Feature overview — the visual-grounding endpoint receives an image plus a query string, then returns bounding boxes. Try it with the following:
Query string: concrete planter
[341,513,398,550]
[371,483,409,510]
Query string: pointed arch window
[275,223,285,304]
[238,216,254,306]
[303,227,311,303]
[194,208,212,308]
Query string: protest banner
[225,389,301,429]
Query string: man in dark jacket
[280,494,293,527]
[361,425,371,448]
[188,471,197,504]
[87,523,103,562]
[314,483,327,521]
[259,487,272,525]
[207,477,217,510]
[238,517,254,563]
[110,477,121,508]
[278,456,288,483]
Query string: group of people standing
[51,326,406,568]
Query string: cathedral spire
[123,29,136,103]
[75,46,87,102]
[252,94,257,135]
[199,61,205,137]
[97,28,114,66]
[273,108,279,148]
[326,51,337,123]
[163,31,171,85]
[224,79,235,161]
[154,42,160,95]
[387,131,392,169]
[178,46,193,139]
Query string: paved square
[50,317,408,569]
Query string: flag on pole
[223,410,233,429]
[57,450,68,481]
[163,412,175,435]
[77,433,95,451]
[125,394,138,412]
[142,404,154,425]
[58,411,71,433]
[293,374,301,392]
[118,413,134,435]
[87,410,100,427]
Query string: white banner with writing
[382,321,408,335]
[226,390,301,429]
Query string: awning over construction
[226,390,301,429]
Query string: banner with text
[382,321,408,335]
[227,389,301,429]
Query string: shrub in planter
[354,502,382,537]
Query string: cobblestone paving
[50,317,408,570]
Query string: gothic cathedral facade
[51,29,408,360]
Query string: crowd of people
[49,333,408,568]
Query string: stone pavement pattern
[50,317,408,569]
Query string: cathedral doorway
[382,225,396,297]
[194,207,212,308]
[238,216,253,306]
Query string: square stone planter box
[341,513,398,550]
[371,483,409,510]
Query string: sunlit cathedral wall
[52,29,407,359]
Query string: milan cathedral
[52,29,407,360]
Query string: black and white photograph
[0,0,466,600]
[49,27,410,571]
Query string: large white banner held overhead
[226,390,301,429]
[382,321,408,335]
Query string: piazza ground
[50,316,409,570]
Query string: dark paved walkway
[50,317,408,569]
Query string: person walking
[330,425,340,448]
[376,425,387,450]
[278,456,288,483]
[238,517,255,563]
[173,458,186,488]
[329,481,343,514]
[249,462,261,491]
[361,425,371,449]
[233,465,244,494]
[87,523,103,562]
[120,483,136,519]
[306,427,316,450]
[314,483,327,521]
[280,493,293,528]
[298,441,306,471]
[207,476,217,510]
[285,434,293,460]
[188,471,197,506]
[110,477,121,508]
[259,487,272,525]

> **What needs to be done**:
Show the data once more, exactly as it was written.

> **Answer**:
Feature overview — the visual-grounding endpoint receives an image plus a query string, then returns bounding boxes. Try it with the following:
Query string: concrete planter
[341,513,398,550]
[371,483,409,510]
Query string: pointed arch window
[275,223,285,304]
[238,216,254,306]
[303,227,311,303]
[194,208,212,308]
Query string: protest banner
[225,389,301,429]
Query string: man in dark jacket
[280,494,293,527]
[361,425,371,448]
[188,471,197,504]
[87,523,103,562]
[314,483,327,521]
[259,487,272,525]
[207,477,217,510]
[238,517,254,563]
[110,477,121,508]
[278,456,288,483]
Query string: group of people standing
[51,326,406,568]
Query string: cathedral spire
[123,29,136,103]
[75,46,87,102]
[252,94,257,135]
[199,61,205,137]
[97,28,114,66]
[273,108,279,148]
[326,51,337,123]
[163,31,171,85]
[224,79,235,161]
[154,42,160,95]
[387,131,392,169]
[178,46,193,139]
Query string: paved square
[50,317,408,569]
Query string: flag on pole
[223,410,233,429]
[57,450,68,481]
[163,412,175,435]
[77,433,95,451]
[125,394,138,412]
[142,404,154,425]
[58,411,71,433]
[293,374,301,392]
[118,413,134,435]
[87,410,100,427]
Query string: white banner with writing
[382,321,408,335]
[226,390,301,429]
Query string: awning over construction
[226,390,301,429]
Query string: banner with text
[382,321,408,335]
[227,389,301,429]
Query string: shrub in planter
[354,502,382,537]
Query string: cobblestone paving
[50,317,408,570]
Query string: gothic cathedral facade
[51,29,408,360]
Query string: crowd of people
[49,333,408,568]
Query string: stone pavement pattern
[50,317,408,569]
Query string: cathedral doorway
[382,225,396,297]
[194,207,212,308]
[238,216,253,306]
Query string: square stone planter box
[341,513,398,550]
[371,483,409,510]
Query string: sunlit cathedral wall
[52,29,407,359]
Query string: milan cathedral
[52,29,407,360]
Query string: black and white photograph
[0,0,466,600]
[49,27,410,571]
Query string: large white banner held overhead
[226,390,301,429]
[382,321,408,335]
Query string: piazza ground
[50,316,409,570]
Query string: dark paved walkway
[50,317,408,569]
Query string: person walking
[330,425,340,448]
[376,425,387,450]
[278,456,288,483]
[238,517,255,563]
[173,458,186,488]
[329,481,343,514]
[249,462,261,491]
[361,425,371,449]
[233,465,244,494]
[87,523,103,562]
[120,483,136,519]
[306,427,316,450]
[314,483,327,521]
[280,493,293,528]
[298,441,306,471]
[207,476,217,510]
[285,434,293,460]
[188,471,197,506]
[110,477,121,508]
[259,487,272,525]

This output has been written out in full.